Rewrite the items below with each "query" swapped for "prompt", leaving everything else unchanged.

- _RECORDS FOR THE TASK_
■ ■ ■ ■ ■ ■ ■

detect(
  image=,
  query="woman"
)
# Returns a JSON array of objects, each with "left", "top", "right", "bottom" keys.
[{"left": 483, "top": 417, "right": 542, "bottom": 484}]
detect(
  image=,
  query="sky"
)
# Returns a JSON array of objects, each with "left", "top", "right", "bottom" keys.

■ ■ ■ ■ ■ ■ ■

- _FULL OUTPUT_
detect(
  image=,
  prompt="woman"
)
# Returns a JSON array of objects, each with "left", "top", "right", "bottom" keys.
[{"left": 483, "top": 417, "right": 542, "bottom": 484}]
detect(
  image=,
  prompt="sky"
)
# Returns a JSON array of objects, each with "left", "top", "right", "bottom" keys.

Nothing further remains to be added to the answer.